--- START RECORDS SUPPLIED ---

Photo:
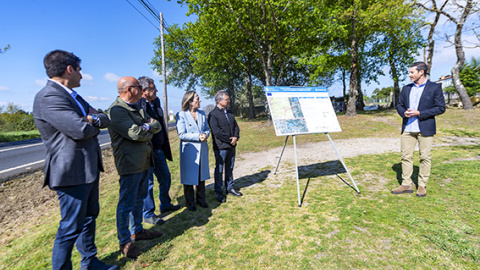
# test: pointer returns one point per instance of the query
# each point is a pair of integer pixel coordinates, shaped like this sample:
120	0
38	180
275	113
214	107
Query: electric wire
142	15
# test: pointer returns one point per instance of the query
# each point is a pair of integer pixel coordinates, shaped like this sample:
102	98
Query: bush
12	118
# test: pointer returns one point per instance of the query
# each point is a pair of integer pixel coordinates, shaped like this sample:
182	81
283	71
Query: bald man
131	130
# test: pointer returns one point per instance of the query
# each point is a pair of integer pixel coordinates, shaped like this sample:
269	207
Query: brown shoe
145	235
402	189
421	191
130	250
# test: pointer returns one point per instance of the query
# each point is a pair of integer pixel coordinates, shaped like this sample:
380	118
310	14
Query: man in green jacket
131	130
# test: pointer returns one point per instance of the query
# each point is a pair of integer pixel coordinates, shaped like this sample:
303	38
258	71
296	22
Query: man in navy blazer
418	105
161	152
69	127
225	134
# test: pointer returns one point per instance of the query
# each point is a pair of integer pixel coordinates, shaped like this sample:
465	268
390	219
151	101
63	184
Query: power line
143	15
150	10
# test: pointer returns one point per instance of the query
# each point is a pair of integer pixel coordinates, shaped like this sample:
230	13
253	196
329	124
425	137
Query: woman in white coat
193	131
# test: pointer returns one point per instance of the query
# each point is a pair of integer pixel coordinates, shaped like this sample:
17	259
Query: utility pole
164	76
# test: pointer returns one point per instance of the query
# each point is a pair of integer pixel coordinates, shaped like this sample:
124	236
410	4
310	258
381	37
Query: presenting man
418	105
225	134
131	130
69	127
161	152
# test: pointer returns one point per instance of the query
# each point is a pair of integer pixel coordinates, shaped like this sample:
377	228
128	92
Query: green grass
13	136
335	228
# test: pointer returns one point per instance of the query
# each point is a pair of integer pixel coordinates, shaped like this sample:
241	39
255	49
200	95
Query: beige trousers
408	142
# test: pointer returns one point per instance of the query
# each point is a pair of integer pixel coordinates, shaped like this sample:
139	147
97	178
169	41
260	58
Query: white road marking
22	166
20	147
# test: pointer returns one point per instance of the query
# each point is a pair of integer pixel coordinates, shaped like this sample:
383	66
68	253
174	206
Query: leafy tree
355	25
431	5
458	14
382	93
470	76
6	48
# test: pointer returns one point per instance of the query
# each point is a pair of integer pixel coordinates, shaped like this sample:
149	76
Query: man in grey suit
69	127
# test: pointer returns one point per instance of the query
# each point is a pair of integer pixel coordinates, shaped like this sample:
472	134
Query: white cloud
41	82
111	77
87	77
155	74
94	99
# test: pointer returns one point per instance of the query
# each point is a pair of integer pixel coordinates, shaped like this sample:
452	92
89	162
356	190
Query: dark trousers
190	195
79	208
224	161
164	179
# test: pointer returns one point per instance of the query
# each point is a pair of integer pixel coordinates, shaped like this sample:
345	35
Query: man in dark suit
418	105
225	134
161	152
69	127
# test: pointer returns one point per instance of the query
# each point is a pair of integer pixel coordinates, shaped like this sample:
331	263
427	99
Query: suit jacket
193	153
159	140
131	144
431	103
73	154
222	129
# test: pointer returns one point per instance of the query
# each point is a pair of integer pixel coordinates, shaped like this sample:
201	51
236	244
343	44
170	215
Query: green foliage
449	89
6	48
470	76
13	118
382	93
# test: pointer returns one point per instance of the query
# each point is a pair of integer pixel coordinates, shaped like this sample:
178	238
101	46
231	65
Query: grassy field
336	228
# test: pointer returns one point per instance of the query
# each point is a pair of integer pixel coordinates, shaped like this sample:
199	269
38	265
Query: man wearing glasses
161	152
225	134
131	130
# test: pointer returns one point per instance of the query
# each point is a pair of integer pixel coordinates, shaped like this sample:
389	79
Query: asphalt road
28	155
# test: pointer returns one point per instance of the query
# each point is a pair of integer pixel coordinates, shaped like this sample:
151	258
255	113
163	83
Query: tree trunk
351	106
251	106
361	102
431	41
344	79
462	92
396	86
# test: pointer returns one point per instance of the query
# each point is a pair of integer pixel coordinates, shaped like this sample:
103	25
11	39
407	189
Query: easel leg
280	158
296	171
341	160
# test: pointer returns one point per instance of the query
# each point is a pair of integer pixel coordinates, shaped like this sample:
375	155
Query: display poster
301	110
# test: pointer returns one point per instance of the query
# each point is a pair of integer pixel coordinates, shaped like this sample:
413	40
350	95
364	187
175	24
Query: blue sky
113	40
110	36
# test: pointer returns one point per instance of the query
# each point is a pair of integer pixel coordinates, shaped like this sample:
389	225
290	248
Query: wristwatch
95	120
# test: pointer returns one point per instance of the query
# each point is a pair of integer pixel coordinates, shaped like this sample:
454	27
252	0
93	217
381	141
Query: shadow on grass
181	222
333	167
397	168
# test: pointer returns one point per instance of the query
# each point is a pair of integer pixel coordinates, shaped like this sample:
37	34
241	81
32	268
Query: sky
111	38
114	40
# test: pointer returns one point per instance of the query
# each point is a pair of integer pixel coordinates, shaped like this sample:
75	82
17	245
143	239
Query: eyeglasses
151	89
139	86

--- END RECORDS SUPPLIED ---

GIVEN TASK :: Print the full listing exactly, dropping the pictures.

SOLUTION ::
Photo:
# test: pointer returns one point per instance of the query
# each point is a pair of integer pixel coordinates, shaped like this sample:
120	0
38	180
275	113
214	107
Query: electric wire
142	15
# test: pointer returns one point per instance of the query
# each point is a pair of integer pixel coordinates, shaped like this sample:
102	98
Query: bush
12	118
# test: pointer returns one point per instance of the query
# each point is a pair of integer pixel coordinates, shaped like this sample:
182	81
283	71
Query: bald man
131	130
# test: pointer returns one point per instance of the query
# each point is a pair of integer pixel coordinates, shaped like this sample:
269	207
Query: brown shoe
145	235
402	189
421	191
130	250
# test: pointer returns one point per instance of the query
# each point is a pair of integer pixel coordinates, shaped like this sample:
380	118
310	14
Query: man in green jacket
131	130
# test: pointer returns one point per instance of the query
# each point is a pair of integer pixel coordinates, shaped like this sample:
303	38
258	71
296	22
Query: man in navy blazer
418	105
161	152
69	127
225	134
# test: pointer returns one point per instance of the query
# each point is a pair of integer pixel coordinates, shaped like this sample:
465	268
390	219
151	101
63	184
Query: power line
143	15
150	10
# test: pointer returns one point per instance of the query
# each point is a pair of integer pixel coordinates, shaped like this sample:
230	13
253	196
329	124
425	137
Query: woman in white coat
193	131
# test: pointer returns one point per instance of the query
# each point is a pair of integer pixel coordinates, shaped like this sample:
17	259
Query: utility pole
164	76
# test: pointer returns one point per instance of the query
# each point is a pair of integer pixel coordinates, shaped like this sample:
124	236
410	4
310	258
381	37
Query: presenting man
418	105
225	134
131	130
69	127
161	152
# test: pointer returns one point per instance of the query
# each point is a pair of integer pixel coordinates, shaped like this sample:
377	228
128	92
Query: green grass
13	136
335	228
# test: pointer returns one point per instance of the query
# each point is a pair of integer pixel coordinates, shaped like this sample:
241	39
255	49
200	95
Query: beige trousers
408	142
# test: pointer returns one point per instance of the query
# each point is a pair of integer pixel coordinates, shaped like this sample:
139	147
97	178
169	41
260	58
Query: white road marking
22	166
20	147
# test: pointer returns one point per instance of the query
# each point is a pair of integer pixel coordinates, shaped like this sample:
383	66
68	253
174	206
Query: leafy tree
355	25
431	5
458	14
382	93
470	76
6	48
# test: pointer returns one point per instance of the query
# each point is a pair of integer pixel coordinates, shaped like this sample:
149	76
Query: man in grey suit
69	127
# test: pointer returns one point per instance of the query
# each point is a pair of integer pixel coordinates, shaped like this sample:
472	134
Query: white cloud
41	82
111	77
87	77
155	74
94	99
# test: pointer returns one point per instance of the query
# each point is a pair of integer pixel coordinates, shaped like this sample:
452	92
89	162
356	190
Query: dark trousers
190	195
79	208
224	161
164	179
# test: pointer returns one point per instance of the query
# each point is a pair of integer pixel coordinates, shaped like this sample:
345	35
Query: man in dark suit
418	105
225	134
161	152
69	127
# test: pointer returns one point per instance of the query
# each point is a pair of integer pixel coordinates, shaped like this sample:
331	263
427	99
Query: suit jacket
193	153
159	140
131	144
431	103
73	154
222	129
# test: pointer returns one point per instance of the query
# each point is a pair of integer pixel coordinates, shaped like this sample:
201	51
236	244
343	44
170	215
Query: green foliage
449	89
6	48
470	76
13	118
382	93
# test: pointer returns one point per instance of the query
# each point is a pair of integer pixel coordinates, shaped like this sample:
178	238
101	46
231	65
Query: grassy field
336	228
# test: pointer returns one point per instance of the query
# each point is a pair of integer pixel coordinates, shaped like this sample:
199	269
38	265
Query: man wearing glasses
161	152
225	134
131	130
# test: pointer returns one point per instance of the query
# each point is a pair of integer pixel coordinates, shaped like this sample:
389	79
Query: asphalt road
28	155
# test: pointer returns one point per instance of the query
# each point is a pair of integer pixel coordinates, shaped like this sample:
151	258
255	113
163	83
Query: tree trunk
351	106
251	106
361	102
431	41
344	79
462	92
396	86
# test: pointer returns one point per instance of the query
# each point is a pair of integer pixel coordinates, shaped like this sample:
103	25
11	39
407	189
Query: easel leg
280	158
296	171
341	160
# test: pointer returns one point per instance of the query
# each point is a pair of integer pixel coordinates, shaped like this sample:
375	155
Query: display poster
301	110
# test: pointer returns one point per instance of the query
# each point is a pair of integer pixel coordinates, shaped like this sample:
413	40
350	95
364	187
175	24
Query: blue sky
113	40
110	36
# test: pointer returns one point per instance of the query
# each point is a pair of integer pixel coordinates, shaped like this sample:
389	225
290	248
Query: wristwatch
95	120
# test: pointer returns one point per instance of the query
# each point is a pair of integer pixel coordinates, shaped like this sample:
454	27
252	0
93	217
381	141
Query: shadow on grass
181	222
333	167
397	168
# test: pointer returns one point per instance of the query
# each point is a pair of integer pixel coordinates, shaped like this sample:
37	34
241	81
32	268
Query: sky
111	38
114	40
# test: pointer returns one point per instance of the query
# each point is a pair of integer pixel coordinates, shaped like this sample:
75	82
17	245
143	239
Query: eyeglasses
151	89
139	86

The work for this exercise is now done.